▸ Daftar Tugas:
(1) Berdasarkan teks tentang subsidi BBM, jelaskan dalam satu hingga tiga kalimat mengapa upaya yang hanya berfokus membuang kezaliman B dinilai tidak memadai.
(2) Teruskan teks tentang subsidi BBM, dimulai setelah kalimat terakhirnya.

▸ Teks Halaman:
○ ○ ○

Pemerintah berencana menaikan harga BBM. Berbagai pihak beragumentasi, soal pro-kontra kebijakan sensitif ini. Nah, buat melengkapi argumen tentang kebijakan ini, salahsatunya dari dosen saya, yaitu pak Arief Anshory. Beliau selain mengajar, juga peneliti di Unpad. Data ini didapat dari chatting beliau dengan teman saya, tentu dengan berbagai perubahan tanpa maksud merubah apa yang dimaksud.
Berikut pandangan beliau menanggapi argumentasi yang menolak subsidi BBM dialihkan:
Berikut pandangan beliau menanggapi argumentasi yang menolak subsidi BBM dialihkan:
Berdasarkan
logika deduksi yang salah.
Ada 2 kezaliman A dan B.
A = subsisi BBM karena tidak
adil. B = lainnya: pengelolaan APBN, energi management, korupsi, tax evasion.
Kemudian disimpulkan. Karena A
jelek, pemerintah sebaiknya buang B.
Tidak begitu. dua-duanya A dan
B itu zalim.
Mari
sama-sama kita buang. dan A dan B itu tidak terkait langsung. yang satu BBM
tidak adil, yang satu kezaliman yang lain. Artinya kalau kita fokus membuang
kezalimang B, kemudian A dibiarkan maka kita membiarkan kezaliman.
Usulan
mereka membatasi konsumsi BBM orang-kaya itu bagus saja.

○ ○ ○

▸ Segmen Data:
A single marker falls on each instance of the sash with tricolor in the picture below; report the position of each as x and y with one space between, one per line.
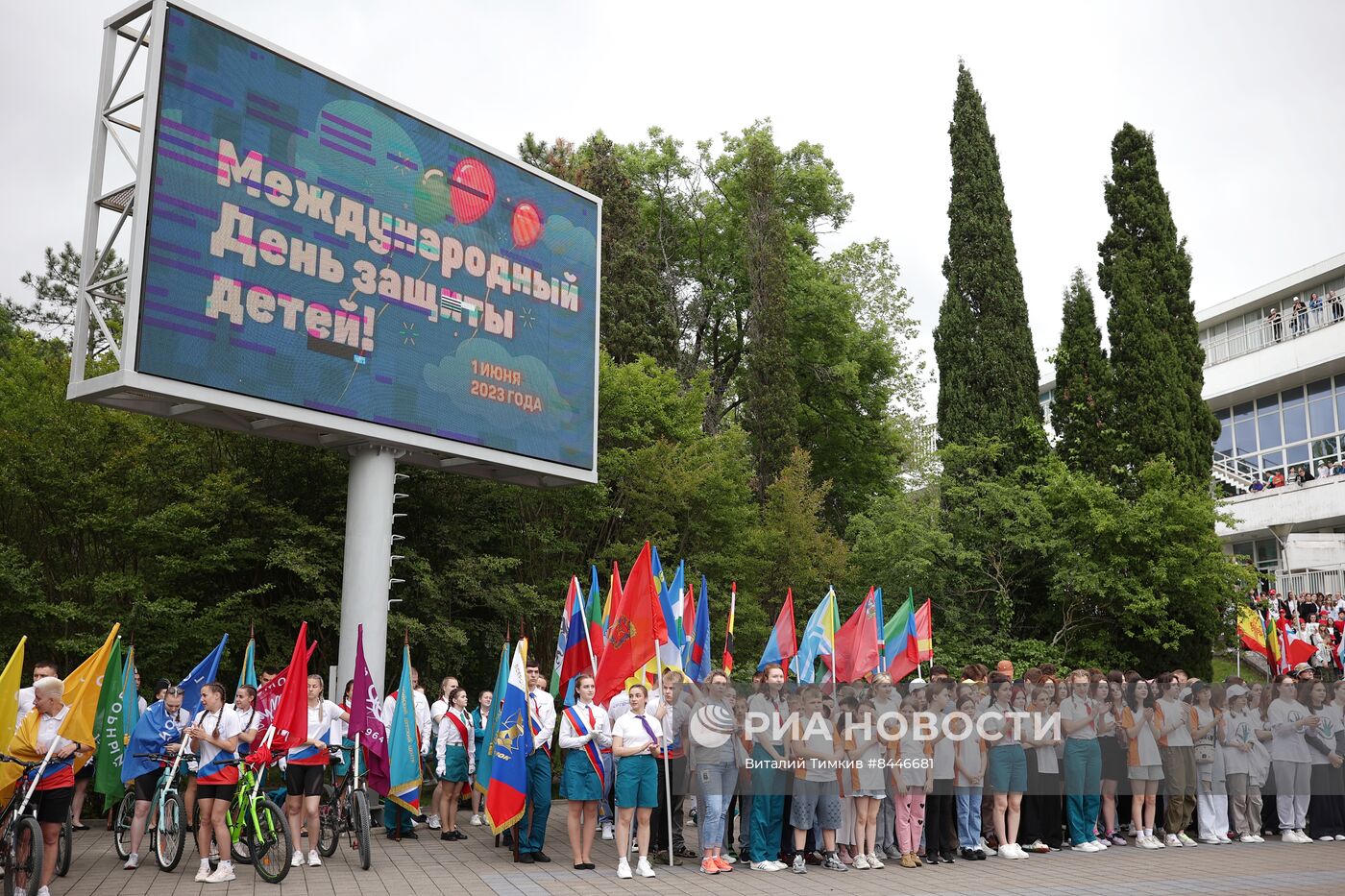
591 750
535 725
306 755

○ ○ ○

▸ Jawaban Berurutan:
(1) Subsidi BBM yang tidak adil (A) dan kezaliman lain seperti pengelolaan APBN, manajemen energi, korupsi, dan penghindaran pajak (B) sama-sama zalim serta tidak terkait langsung. Oleh karena itu, jika hanya B yang dibuang sementara A dibiarkan, hal itu berarti membiarkan kezaliman.

(2)
tetapi tidak implementable tidak mungkin dilakukan tanpa menyesuaikan harga
kecuali birokrasi kita sekuat negara komunis seperti China. Sementara kita
negara berdasarkan mekanisme harga.
Indonesia negara besar,
penduduk banyak, luas wilayah besar, kepulauan. Tidak mungkin mengontrol
konsumsi BBM. Harga hanya satu-satunya instrumen penyesuaian.
BLSM tidak efektif mengurangi kemiskinan? memang iya. Tujuannya bukan mengurangi kemiskinan tapi
secara sementara meredam dampak inflasi agar yang miskin dpt bertahan. Kalau
mengurangi kemiskinan ada program-program bukan sementara yang lain PKH,
RASKIN, BSM, PKPM dan banyak lagi. Jadi kaya mengkritik mahasiswa karena tidak
bisa mengajar. Memang mahasiswa fungsinya bukan mengajar, dosen iya.
Pengurangan subsidi BBM mengurangi pertumbuhan ekonomi. Bohong. Simulasi Reforminer nggak jelas. Tidak masuk akal.
Justru kalau subsidi BBM dikurangi dan dialokasikan ke pengeluaran yang lain
ada multiplier efek. Saya yakin simulasi yang dilakukian reforminer hanya
simulasi mengurangi subsidi BBM, tanpa mengalokasikannya kembali ke
perekonomian. Seharusnya simulasi dilakukan secara bersama-sama, mengurangi
subsidi dan mengalokasikannya seratus% ke pengeluaran lain. Dengan ini GDP
tidak akan turun.
BLSM tidak efektif karena
targetnya hanya orang miskin saja yang hampir miskin tidak. Kurang banyak baca
yang nulisnya. Target BLSM itu 15,5 juta rumah tangga. Sementara orang miskin
itu 28 juta orang dibagi 4 berarti 7 juta rumah tangga. Maka bukan hanya RT
miskin saja yang dikasih.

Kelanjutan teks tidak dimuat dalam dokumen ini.